BEGIN

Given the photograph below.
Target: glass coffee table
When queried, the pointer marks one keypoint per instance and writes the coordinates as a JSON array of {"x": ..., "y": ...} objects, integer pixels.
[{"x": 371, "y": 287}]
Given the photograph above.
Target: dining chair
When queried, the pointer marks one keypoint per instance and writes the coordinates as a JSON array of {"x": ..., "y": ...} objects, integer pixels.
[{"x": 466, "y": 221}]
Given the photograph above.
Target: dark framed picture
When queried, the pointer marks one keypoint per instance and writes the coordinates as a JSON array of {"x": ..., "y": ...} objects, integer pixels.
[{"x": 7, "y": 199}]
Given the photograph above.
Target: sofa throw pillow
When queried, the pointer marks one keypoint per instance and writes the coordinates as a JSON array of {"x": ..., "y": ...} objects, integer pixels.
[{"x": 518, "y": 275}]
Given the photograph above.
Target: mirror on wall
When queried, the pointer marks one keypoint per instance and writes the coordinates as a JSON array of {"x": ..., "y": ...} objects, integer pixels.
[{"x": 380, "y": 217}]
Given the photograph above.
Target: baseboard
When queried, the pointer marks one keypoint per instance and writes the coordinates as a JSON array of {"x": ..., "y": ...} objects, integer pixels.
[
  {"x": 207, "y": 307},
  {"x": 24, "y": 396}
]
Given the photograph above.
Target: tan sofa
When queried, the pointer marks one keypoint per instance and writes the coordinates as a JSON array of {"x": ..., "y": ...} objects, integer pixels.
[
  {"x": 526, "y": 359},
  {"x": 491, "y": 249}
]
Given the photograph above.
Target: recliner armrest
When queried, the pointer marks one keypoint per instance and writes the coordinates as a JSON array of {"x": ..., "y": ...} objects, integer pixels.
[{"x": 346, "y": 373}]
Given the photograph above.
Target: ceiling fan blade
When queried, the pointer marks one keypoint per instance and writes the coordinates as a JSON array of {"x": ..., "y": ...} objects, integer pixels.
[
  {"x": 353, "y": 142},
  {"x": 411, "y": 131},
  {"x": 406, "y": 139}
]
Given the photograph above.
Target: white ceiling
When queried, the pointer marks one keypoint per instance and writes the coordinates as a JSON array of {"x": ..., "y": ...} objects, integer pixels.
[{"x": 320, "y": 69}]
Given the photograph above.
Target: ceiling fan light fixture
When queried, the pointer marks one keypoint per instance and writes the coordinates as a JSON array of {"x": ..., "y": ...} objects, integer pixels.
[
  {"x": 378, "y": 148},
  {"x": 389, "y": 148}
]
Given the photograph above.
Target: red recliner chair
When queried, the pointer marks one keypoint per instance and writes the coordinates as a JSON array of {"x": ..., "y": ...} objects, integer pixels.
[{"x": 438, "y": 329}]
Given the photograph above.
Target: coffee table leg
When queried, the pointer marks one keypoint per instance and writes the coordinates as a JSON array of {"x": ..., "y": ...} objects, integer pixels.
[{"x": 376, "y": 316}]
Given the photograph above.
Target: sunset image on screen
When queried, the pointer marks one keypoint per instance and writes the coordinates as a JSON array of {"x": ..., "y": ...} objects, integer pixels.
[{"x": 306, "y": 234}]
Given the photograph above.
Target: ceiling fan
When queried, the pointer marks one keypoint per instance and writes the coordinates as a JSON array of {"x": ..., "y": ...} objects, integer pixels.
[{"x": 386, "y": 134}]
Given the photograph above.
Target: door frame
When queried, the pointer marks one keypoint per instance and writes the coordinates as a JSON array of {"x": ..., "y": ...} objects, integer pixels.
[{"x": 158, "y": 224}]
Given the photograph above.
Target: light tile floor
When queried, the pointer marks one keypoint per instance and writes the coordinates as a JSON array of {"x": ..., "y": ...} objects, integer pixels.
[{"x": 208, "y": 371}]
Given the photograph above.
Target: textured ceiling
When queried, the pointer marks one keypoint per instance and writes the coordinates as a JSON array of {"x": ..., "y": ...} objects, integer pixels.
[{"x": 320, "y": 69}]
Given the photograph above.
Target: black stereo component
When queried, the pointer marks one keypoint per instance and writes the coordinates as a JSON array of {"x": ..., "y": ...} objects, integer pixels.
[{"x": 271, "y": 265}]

END

Could you retype every line of the data exactly?

Given the photograph below.
Target: glass coffee table
When queried, the pointer marks one keypoint per instance and writes the coordinates as a JSON array of {"x": ..., "y": ...} objects, integer pixels.
[{"x": 371, "y": 287}]
Given the photograph above.
Target: dining chair
When queried, the pointer marks one keypoint per instance and writes the coordinates as a JSON array of {"x": ..., "y": ...} objects, integer pixels.
[{"x": 466, "y": 221}]
Given the photograph above.
Target: dark framed picture
When queried, the pointer marks one keypoint per instance and writes the coordinates as a JSON array of {"x": ..., "y": ...} objects, integer pixels.
[{"x": 7, "y": 199}]
Given the photograph above.
Target: sofa throw pillow
When queried, the pointer marks one keypoint per instance and writes the coordinates as a JSON array of {"x": ..., "y": ...} objects, integer pixels.
[{"x": 518, "y": 275}]
Given the photograph above.
Target: mirror on wall
When queried, the pointer marks one keypoint per instance and writes the coordinates as a JSON array of {"x": ..., "y": ...} objects, integer pixels.
[{"x": 380, "y": 217}]
Given the photograph above.
Target: baseboard
When queried, the pointer marks one keypoint per instance and writes the coordinates as a JSON array of {"x": ..., "y": ...} objects, integer pixels.
[
  {"x": 207, "y": 307},
  {"x": 24, "y": 396}
]
Given the photograph above.
Target: tan sofa
When queried, the pointer marks one keypoint per instance and writes the coordinates as a JSON array of {"x": ..., "y": ...} objects, integer pixels.
[
  {"x": 526, "y": 359},
  {"x": 491, "y": 249}
]
Given the photograph above.
Target: recliner armrest
When queried, the pointer marks one keypoint per instance and writes the coordinates as a JSON array of {"x": ..., "y": ...} objects, integer pixels.
[{"x": 346, "y": 373}]
Given the photograph above.
Target: ceiling fan blade
When queried, the pointer marks one keypoint per instance and writes the coordinates as a JSON array of {"x": ..., "y": ...} objects, integer pixels.
[
  {"x": 353, "y": 142},
  {"x": 411, "y": 131},
  {"x": 406, "y": 139}
]
Given the photograph above.
Target: white ceiling
When queried, the pointer marks one keypoint per instance and writes the coordinates as a JSON array of {"x": ..., "y": ...} objects, integer pixels.
[{"x": 320, "y": 69}]
Given the photograph above.
Target: ceiling fan light fixture
When queried, the pointer marks one keypoint per instance and writes the coordinates as a JSON array of {"x": ..., "y": ...} objects, integer pixels.
[
  {"x": 378, "y": 148},
  {"x": 389, "y": 148}
]
Given the photograph above.
Target: red recliner chair
When queried, the pointer marks one keypoint per instance and writes the coordinates as a JSON array of {"x": ..., "y": ...} objects, integer pixels.
[{"x": 438, "y": 329}]
Given the photograph above.
Target: coffee table leg
When queried, the pointer marks one keypoint per instance and writes the coordinates as a JSON array of {"x": ..., "y": ...} objects, integer pixels.
[{"x": 376, "y": 316}]
Given the photograph above.
Target: sunset image on screen
When queried, the pointer marks one keypoint per instance and writes the coordinates as a JSON array of {"x": ..., "y": ...} objects, integer pixels.
[{"x": 306, "y": 234}]
Given the photograph above.
Target: ceiling fan
When queried, the pointer marks one keypoint per instance and writes the coordinates as a JSON array of {"x": ..., "y": ...} objects, integer pixels.
[{"x": 386, "y": 134}]
Given the photograph above.
Target: door frame
When queried, the pointer marks one keypoint per instance and writes the coordinates as a JSON array of {"x": ..., "y": ...} objects, integer pixels.
[{"x": 158, "y": 224}]
Given the photograph above.
Target: light tile floor
When queried, the pointer marks one keypoint per instance and writes the coordinates as a JSON array of {"x": ..., "y": ...} objects, integer pixels.
[{"x": 208, "y": 371}]
Given the photograph above.
Target: textured ceiling
When queried, the pointer marks one keypoint per instance and writes the coordinates as a JSON array of {"x": ..., "y": ...} objects, integer pixels.
[{"x": 320, "y": 69}]
Given the photograph above.
Target: black stereo component
When queried, the pointer marks one keypoint per instance and writes the coordinates as a JSON array of {"x": ..., "y": ...} objects, integer pixels.
[{"x": 271, "y": 265}]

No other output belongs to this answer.